• WHAT YOU HAVE TO DO:
Find every line below with the string "railing" and pick it out.

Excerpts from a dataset
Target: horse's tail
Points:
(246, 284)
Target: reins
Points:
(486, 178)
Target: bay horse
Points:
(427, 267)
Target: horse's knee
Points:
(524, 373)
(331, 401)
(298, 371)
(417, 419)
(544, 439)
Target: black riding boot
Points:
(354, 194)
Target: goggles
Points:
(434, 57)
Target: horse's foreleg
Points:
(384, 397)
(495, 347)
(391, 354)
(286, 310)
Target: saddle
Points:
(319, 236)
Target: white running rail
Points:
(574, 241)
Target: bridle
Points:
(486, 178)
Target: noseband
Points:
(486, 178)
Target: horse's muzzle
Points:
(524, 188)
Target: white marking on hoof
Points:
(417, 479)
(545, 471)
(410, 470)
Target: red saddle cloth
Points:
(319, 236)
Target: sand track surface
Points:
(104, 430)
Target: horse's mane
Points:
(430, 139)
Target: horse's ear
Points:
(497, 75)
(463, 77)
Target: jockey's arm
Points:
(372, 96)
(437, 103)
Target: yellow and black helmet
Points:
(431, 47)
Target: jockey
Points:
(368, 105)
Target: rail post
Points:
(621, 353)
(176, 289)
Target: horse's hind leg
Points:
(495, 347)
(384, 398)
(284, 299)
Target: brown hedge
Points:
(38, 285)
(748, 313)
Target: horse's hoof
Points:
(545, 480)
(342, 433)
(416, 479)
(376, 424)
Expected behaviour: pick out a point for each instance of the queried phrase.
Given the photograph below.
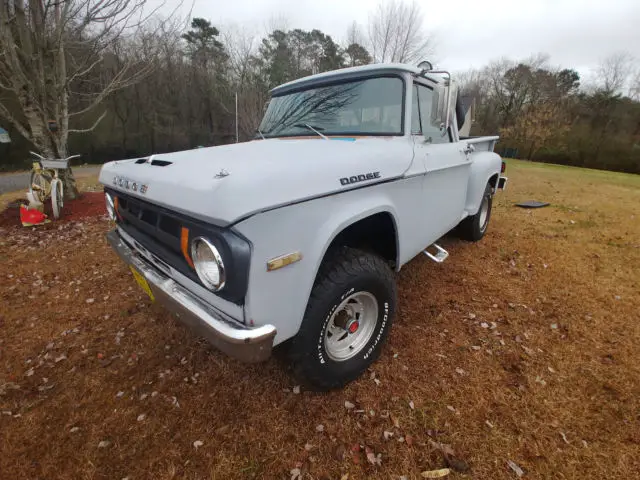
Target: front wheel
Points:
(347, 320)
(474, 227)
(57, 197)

---

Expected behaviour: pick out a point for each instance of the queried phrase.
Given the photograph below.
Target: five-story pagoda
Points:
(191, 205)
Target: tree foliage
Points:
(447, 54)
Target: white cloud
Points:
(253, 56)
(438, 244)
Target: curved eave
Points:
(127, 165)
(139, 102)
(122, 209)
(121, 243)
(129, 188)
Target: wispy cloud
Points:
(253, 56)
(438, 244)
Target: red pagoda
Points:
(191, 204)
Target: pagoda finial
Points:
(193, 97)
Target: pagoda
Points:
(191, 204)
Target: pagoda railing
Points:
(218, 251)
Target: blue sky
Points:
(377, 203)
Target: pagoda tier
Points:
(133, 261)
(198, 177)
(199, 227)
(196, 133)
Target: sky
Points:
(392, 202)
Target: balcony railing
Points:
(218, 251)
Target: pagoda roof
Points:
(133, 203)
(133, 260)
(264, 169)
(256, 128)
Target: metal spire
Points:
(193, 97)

• EXERCISE ANSWER:
Target: pagoda railing
Target: balcony railing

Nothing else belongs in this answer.